Point-per-instance localization data:
★ ★ ★ ★ ★ ★ ★

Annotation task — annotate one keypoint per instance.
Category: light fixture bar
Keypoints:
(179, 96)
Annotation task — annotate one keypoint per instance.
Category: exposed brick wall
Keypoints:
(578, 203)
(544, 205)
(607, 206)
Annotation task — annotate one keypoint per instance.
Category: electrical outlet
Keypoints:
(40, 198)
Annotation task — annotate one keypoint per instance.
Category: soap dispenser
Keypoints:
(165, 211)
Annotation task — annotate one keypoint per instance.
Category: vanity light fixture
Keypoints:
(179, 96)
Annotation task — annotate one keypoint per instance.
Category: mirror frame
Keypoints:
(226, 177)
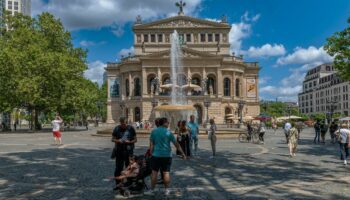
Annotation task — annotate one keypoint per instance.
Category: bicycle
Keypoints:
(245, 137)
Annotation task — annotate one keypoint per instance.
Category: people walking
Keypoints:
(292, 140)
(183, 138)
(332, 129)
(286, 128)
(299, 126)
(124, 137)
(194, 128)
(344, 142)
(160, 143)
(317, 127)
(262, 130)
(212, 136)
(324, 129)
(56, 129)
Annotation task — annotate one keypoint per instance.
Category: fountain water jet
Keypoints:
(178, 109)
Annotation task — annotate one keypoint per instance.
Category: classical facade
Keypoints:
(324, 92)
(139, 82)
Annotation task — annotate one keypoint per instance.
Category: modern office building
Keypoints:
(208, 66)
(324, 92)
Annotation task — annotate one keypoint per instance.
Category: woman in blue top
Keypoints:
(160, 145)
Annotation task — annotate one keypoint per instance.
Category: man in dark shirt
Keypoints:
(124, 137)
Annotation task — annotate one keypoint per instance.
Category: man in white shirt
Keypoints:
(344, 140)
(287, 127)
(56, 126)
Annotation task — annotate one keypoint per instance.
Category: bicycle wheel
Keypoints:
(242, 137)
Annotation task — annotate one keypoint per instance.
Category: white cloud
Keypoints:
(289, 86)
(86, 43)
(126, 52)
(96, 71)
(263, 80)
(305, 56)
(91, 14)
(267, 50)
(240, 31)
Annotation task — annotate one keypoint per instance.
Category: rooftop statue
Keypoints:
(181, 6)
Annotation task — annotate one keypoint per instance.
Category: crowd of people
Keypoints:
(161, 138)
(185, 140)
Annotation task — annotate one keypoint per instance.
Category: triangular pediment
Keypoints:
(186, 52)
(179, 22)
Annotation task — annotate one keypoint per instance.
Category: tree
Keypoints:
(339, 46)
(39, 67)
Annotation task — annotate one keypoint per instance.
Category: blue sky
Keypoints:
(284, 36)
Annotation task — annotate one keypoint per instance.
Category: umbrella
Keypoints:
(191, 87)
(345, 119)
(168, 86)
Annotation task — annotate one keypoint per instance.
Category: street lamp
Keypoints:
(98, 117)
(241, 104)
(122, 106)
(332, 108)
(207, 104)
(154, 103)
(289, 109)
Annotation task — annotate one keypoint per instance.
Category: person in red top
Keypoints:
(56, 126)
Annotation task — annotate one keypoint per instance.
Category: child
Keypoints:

★ ★ ★ ★ ★ ★ ★

Aim of the exercise: Without the pictures, give every line above again exactly.

Problem solution:
Annotation task — annotate one keypoint per instance.
Category: light fixture bar
Keypoints:
(179, 96)
Annotation task — annotate one keypoint per instance.
Category: exposed brick wall
Keypoints:
(578, 203)
(544, 205)
(607, 206)
Annotation task — annotate one keypoint per instance.
Category: electrical outlet
Keypoints:
(40, 198)
Annotation task — annotate one keypoint per instance.
Category: soap dispenser
Keypoints:
(165, 211)
Annotation task — annotate one keypoint per instance.
Category: vanity light fixture
Keypoints:
(179, 96)
Annotation task — annotate one keypoint per instance.
Category: mirror frame
Keypoints:
(226, 177)
Annotation task — annotate one keypoint per instance.
Category: bicycle
Keypoints:
(245, 137)
Annotation task — annotate one keypoint per instance.
Category: people walking
Keypoints:
(292, 140)
(183, 138)
(332, 129)
(286, 128)
(299, 126)
(124, 137)
(194, 128)
(344, 142)
(160, 143)
(317, 127)
(262, 130)
(212, 136)
(324, 129)
(56, 129)
Annotation task — annotate one keypoint per instance.
Category: fountain water jet
Keypoints:
(178, 109)
Annotation task — annotate one keypoint per instance.
Category: classical facade
Keypoints:
(324, 92)
(139, 82)
Annotation task — annotate one keypoint per instance.
Category: modern office building
Keypoints:
(208, 66)
(324, 92)
Annotation task — annotate one keypoint per instance.
Category: woman in blue top
Keypoints:
(160, 145)
Annotation task — annotate one keypoint per instance.
Category: man in dark shirt
Keypoints:
(124, 137)
Annotation task — annotate one keypoint per instance.
Category: man in white shirt
Keypoints:
(344, 140)
(287, 127)
(56, 126)
Annotation task — annotate one keypoint per instance.
Category: bicycle wheel
Keypoints:
(242, 137)
Annotation task — annotate one keypoint per instance.
Category: white cloud
Keypoints:
(289, 86)
(86, 43)
(126, 52)
(96, 71)
(263, 80)
(305, 56)
(91, 14)
(267, 50)
(240, 31)
Annotation task — annotate one keypoint per instance.
Category: rooftop statue
Keypoints:
(181, 6)
Annotation task — annotate one keypoint per instance.
Category: crowd of people
Keypoints:
(161, 138)
(185, 140)
Annotation task — annotate one keypoint per instance.
Category: triangular pediment
Keypoints:
(186, 52)
(179, 22)
Annotation task — annotate one keypoint per instance.
Category: tree
Keypoints:
(339, 46)
(39, 67)
Annotation task — annotate one keypoint per instance.
Category: blue sky
Keypoints:
(284, 36)
Annotation task — annotate one keypoint per instance.
Category: umbrella
Keypoints:
(191, 87)
(345, 119)
(168, 86)
Annotation task — annotate one keypoint per instance.
Category: street lamp
Keypoints:
(98, 117)
(241, 104)
(122, 106)
(332, 108)
(207, 104)
(154, 103)
(289, 109)
Annotation task — annotate one keypoint per instance.
Category: person in red top
Keypoints:
(56, 126)
Annotation task — annotate one keypoint per instance.
Category: child
Keypoints:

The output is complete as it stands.